--- begin Source ---
On 5 January 2017 at 09:34, Richard Biener <richard.guenther@gmail.com> wrote:
> On Wed, Jan 4, 2017 at 8:24 PM, Jeff Law <law@redhat.com> wrote:
>> On 01/04/2017 11:55 AM, Jeff Law wrote:
>>>
>>> On 12/09/2016 01:28 AM, Richard Biener wrote:
>>>>
>>>> On Wed, Dec 7, 2016 at 12:18 AM, Jeff Law <law@redhat.com> wrote:
>>>>>
>>>>>
>>>>>
>>>>> So I was going through the various DSE related bugs as stumbled across
>>>>> 67955.
>>>>>
>>>>> The basic issue in 67955 is that DSE is too simplistic when trying to
>>>>> determine if two writes hit the same memory address.  There are cases
>>>>> were
>>>>> PTA analysis can get us that information.
>>>>>
>>>>> The unfortunate problem is that PTA can generate a single points-to
>>>>> set for
>>>>> pointers to different elements in the same array.  So we can only
>>>>> exploit a
>>>>> special case.  Namely when we get a PTA singleton and the size of the
>>>>> store
>>>>> is the same size of the pointed-to object.
>>>>>
>>>>> That doesn't happen in a bootstrap, but it does happen for the
>>>>> testcase in
>>>>> the BZ as well as a handful of tests in the testsuite -- Tom reported 6
>>>>> unique tests where it triggered, I ran my own tests where two more
>>>>> were spit
>>>>> out.  Not huge.  But the cost is low.
>>>>>
>>>>> All that I've done with Tom's patch is update the call into the PTA
>>>>> system.
>>>>> It's very clearly Tom's work.
>>>>>
>>>>> Bootstrapped and regression tested on x86_64-linux-gnu.  Installing
>>>>> on the
>>>>> trunk.
>>>>
>>>>
>>>> Just double-checked it doesn't break
>>>>
>>>> int foo (int *p, int b)
--- end Source ---
--- begin Material for this task ---
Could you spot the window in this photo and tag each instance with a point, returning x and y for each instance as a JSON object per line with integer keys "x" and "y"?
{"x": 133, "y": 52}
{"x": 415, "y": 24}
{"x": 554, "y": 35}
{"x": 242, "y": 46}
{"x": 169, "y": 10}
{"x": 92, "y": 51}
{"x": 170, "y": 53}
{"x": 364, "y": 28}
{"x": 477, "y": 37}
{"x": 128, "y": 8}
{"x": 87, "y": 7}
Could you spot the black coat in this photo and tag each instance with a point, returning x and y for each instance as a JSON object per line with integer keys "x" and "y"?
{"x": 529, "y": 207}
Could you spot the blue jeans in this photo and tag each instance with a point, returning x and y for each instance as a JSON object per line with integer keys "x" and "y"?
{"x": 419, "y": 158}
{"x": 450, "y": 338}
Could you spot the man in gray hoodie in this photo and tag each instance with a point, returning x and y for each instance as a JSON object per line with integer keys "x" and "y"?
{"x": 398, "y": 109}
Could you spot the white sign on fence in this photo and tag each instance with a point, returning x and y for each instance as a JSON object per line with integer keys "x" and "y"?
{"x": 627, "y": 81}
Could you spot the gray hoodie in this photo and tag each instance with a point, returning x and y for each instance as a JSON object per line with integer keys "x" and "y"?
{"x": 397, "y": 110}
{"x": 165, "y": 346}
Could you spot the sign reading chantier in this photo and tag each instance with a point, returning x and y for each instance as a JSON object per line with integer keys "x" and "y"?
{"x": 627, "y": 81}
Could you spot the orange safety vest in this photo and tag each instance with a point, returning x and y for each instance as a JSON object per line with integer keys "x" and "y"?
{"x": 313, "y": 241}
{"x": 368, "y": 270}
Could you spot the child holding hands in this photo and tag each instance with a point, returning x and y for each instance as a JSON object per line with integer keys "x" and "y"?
--- end Material for this task ---
Parts of the exercise:
1/ Repeat the part of the entries that opens with the line containing "Could you spot the sign" and runs through the last entry, with both ends included.
2/ Proceed with the dead store elimination thread, picking up right after its last line.
The text and the entries come from separate, unrelated sources.

Outputs by task:
1/
Could you spot the sign reading chantier in this photo and tag each instance with a point, returning x and y for each instance as a JSON object per line with integer keys "x" and "y"?
{"x": 627, "y": 81}
Could you spot the orange safety vest in this photo and tag each instance with a point, returning x and y for each instance as a JSON object per line with integer keys "x" and "y"?
{"x": 313, "y": 241}
{"x": 368, "y": 270}
Could you spot the child holding hands in this photo and tag each instance with a point, returning x and y for each instance as a JSON object per line with integer keys "x" and "y"?

2/
>>>> {
>>>>   int *q;
>>>>   int i = 1;
>>>>   if (b)
>>>>     q = &i;
>>>>   else
>>>>     q = (void *)0;
>>>>   *q = 2;
>>>>   return i;
>>>> }
>>>
>>> Right.  ISTM this shouldn't have a singleton points-to set and thus
>>> shouldn't change behavior.    But looking at things more closely, it
>>> looks like points-to-null is distinct from the points-to variables.  ie,
>>> we want to know if its a singleton and ! null.  Thus we have to check
>>> pt_solution_singleton_or_null_p (pi->pt, &pt_uid) && !pi->pt->null
>>>
>>> I think it's working for you because the path isolation code splits off
>>> the NULL dereference path.  Adding
>>> -fno-isolate-erroneous-paths-dereference to the switches shows DSE2,
>>> incorrectly IMHO, removing the i = 1 store.
>>>
>>> Thoughts?
>>
>> The more I think about this the more I'm sure we need to verify pt.null is
>> not in the points-to set.    I've taken the above testcase and added it as a
>> negative test.  Bootstrapped, regression tested and committed to the trunk
>> along with the other minor cleanups you pointed out.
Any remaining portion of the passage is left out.